→ EXERCÍCIOS PROPOSTOS
- a) Reescreva o texto sobre Santos Dumont desde "De Verne a Eiffel: por" até "a ser realizado.", inclusive, trocando "dirigível" por "aeróstato".
- b) Segundo o texto sobre Santos Dumont, em que data ele fez um aparelho "mais pesado do que o ar" levantar voo?

→ TRECHO DA PÁGINA
──────────────────────────────

20.7.12

De Verne a Eiffel: por onde passou o sonho de Santos Dumont



Em 19 de outubro de 1901, Santos Dumont dá a volta na Torre Eiffel com seu dirigível nº 6, com 33 m de comprimento e 622 m³, em 29min30s, ganhando o prêmio Deutsch no valor de 100 mil francos
Foto: Getty



Os parisienses foram atraídos para o parque da Gallete para assistir a um acontecimento extraordinário. O famoso Santos Dumont, o piloto brasileiro de origem francesa nascido em 20 de junho de 1873 e que já fazia parte da paisagem dos céus de Paris, iria lançar-se em mais uma proeza. A definitiva. Fazer um aparelho "mais pesado do que o ar" levantar voo, para assim ser contemplado com a Taça Archdeacon. Façanha que cumpriu no dia 23 de outubro de 1906, uma das tantas datas que assinala o começo da conquista dos ares pelo homem. O mítico sonho de Ícaro por fim começava a ser realizado.

──────────────────────────────

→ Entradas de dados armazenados
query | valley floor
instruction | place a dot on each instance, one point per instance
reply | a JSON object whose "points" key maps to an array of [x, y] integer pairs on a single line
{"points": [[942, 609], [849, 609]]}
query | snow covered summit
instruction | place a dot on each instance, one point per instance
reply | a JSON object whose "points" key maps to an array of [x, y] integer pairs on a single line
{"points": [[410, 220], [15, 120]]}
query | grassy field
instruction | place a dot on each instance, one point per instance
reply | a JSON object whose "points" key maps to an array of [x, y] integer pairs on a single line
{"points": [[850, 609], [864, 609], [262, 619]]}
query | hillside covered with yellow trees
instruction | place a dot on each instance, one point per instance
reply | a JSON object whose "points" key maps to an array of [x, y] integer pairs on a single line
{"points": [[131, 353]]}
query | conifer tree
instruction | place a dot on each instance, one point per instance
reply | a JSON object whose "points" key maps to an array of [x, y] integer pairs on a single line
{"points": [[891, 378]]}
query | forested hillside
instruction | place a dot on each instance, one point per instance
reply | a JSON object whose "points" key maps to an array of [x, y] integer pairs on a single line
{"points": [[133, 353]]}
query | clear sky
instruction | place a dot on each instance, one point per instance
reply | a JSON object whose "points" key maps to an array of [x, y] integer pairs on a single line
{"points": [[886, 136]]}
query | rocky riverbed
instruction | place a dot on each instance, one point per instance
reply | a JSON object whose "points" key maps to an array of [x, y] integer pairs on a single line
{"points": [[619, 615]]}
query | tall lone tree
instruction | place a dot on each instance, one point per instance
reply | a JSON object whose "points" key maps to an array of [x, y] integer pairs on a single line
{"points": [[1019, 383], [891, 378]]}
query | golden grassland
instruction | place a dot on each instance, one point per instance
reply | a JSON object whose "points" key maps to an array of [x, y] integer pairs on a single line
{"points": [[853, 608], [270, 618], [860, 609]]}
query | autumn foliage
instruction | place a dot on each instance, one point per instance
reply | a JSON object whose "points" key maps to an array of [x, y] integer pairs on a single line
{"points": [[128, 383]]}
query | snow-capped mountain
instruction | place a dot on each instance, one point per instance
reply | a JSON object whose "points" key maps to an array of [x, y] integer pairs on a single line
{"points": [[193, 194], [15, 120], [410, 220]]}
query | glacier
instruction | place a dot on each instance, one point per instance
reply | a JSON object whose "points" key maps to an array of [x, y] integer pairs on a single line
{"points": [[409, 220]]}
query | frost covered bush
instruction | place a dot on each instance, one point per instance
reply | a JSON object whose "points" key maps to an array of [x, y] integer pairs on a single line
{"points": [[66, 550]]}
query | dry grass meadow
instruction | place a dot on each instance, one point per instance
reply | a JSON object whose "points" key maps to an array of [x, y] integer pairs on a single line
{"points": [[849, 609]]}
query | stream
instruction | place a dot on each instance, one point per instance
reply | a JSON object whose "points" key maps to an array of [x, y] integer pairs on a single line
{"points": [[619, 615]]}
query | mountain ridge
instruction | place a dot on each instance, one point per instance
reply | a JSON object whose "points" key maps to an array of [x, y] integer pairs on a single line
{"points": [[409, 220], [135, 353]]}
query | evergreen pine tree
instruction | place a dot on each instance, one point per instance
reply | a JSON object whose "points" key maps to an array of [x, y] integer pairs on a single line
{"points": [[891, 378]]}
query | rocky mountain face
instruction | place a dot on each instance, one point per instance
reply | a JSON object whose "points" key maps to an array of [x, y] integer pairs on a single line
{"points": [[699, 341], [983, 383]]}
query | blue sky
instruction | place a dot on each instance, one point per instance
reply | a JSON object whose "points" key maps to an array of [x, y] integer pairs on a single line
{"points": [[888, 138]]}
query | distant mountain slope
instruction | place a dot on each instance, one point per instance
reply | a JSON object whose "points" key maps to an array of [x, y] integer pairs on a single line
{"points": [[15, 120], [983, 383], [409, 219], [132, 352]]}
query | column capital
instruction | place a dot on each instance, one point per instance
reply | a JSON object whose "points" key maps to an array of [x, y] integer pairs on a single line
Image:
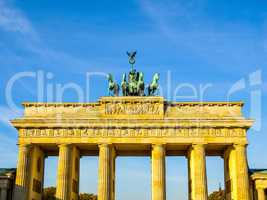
{"points": [[105, 145], [240, 145], [155, 145]]}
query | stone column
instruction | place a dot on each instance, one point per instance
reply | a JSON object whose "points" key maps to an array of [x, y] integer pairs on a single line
{"points": [[64, 172], [23, 172], [105, 172], [3, 193], [197, 172], [261, 194], [238, 179], [158, 172], [242, 172]]}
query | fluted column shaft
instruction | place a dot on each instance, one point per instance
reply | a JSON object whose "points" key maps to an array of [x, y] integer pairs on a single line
{"points": [[261, 194], [23, 172], [3, 194], [242, 183], [63, 173], [158, 172], [197, 172], [105, 172]]}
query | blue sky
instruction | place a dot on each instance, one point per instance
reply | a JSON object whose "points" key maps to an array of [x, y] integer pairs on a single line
{"points": [[220, 44]]}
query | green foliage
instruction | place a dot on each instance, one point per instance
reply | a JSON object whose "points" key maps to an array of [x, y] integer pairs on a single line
{"points": [[217, 195], [49, 194]]}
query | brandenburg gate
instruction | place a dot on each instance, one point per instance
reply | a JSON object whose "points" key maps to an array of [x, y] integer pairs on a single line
{"points": [[131, 126], [135, 124]]}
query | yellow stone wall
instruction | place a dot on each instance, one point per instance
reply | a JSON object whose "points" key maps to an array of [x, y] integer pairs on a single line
{"points": [[135, 126], [36, 173]]}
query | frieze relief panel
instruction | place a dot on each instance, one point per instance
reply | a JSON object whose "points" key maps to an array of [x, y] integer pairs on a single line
{"points": [[137, 107], [152, 107], [134, 132]]}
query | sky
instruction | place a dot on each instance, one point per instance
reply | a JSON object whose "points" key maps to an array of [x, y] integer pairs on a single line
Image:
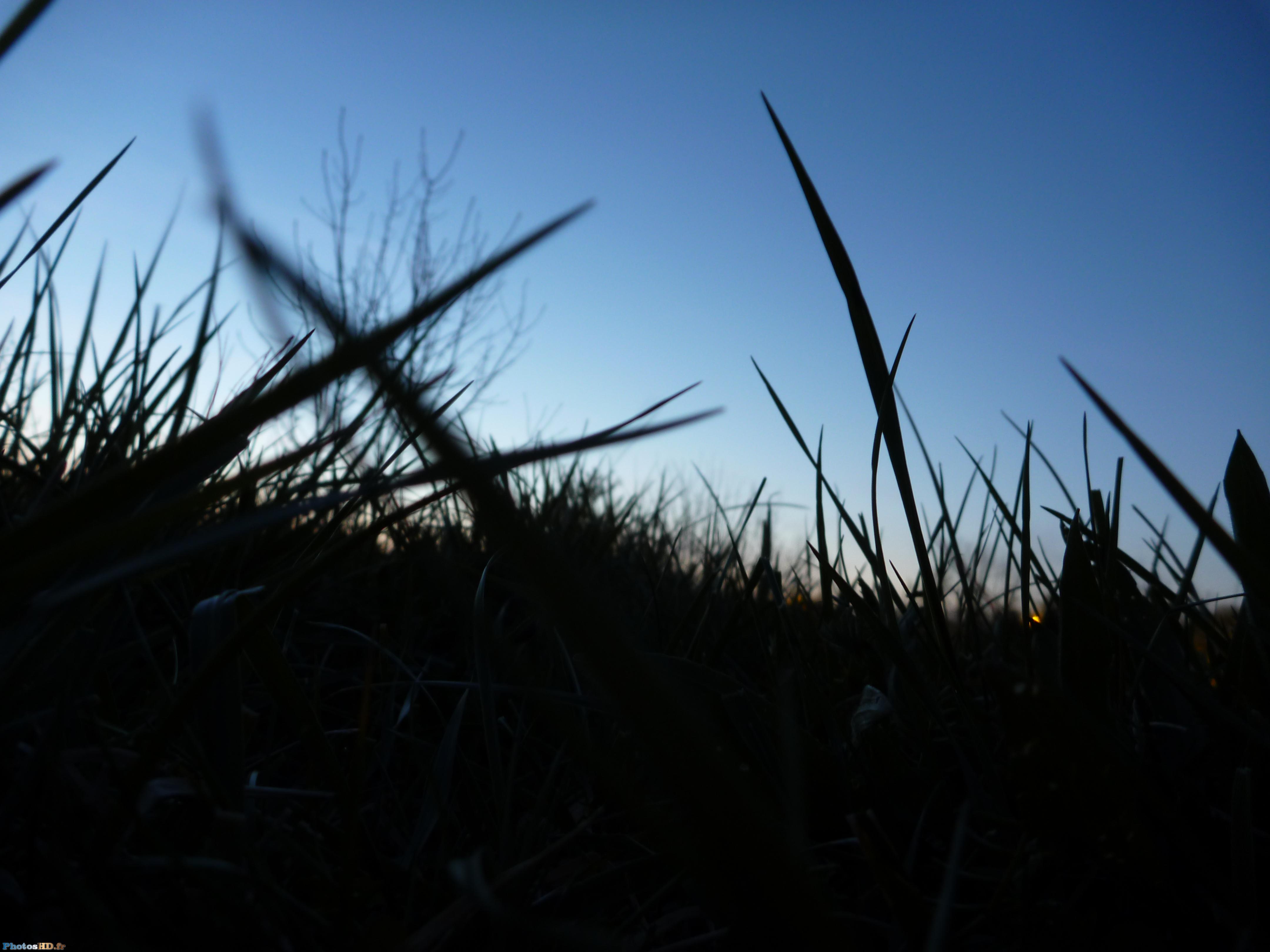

──────────────────────────────

→ RESPOSTAS DOS EXERCÍCIOS
- a)
De Verne a Eiffel: por onde passou o sonho de Santos Dumont



Em 19 de outubro de 1901, Santos Dumont dá a volta na Torre Eiffel com seu aeróstato nº 6, com 33 m de comprimento e 622 m³, em 29min30s, ganhando o prêmio Deutsch no valor de 100 mil francos
Foto: Getty



Os parisienses foram atraídos para o parque da Gallete para assistir a um acontecimento extraordinário. O famoso Santos Dumont, o piloto brasileiro de origem francesa nascido em 20 de junho de 1873 e que já fazia parte da paisagem dos céus de Paris, iria lançar-se em mais uma proeza. A definitiva. Fazer um aparelho "mais pesado do que o ar" levantar voo, para assim ser contemplado com a Taça Archdeacon. Façanha que cumpriu no dia 23 de outubro de 1906, uma das tantas datas que assinala o começo da conquista dos ares pelo homem. O mítico sonho de Ícaro por fim começava a ser realizado.

- b) Em 23 de outubro de 1906.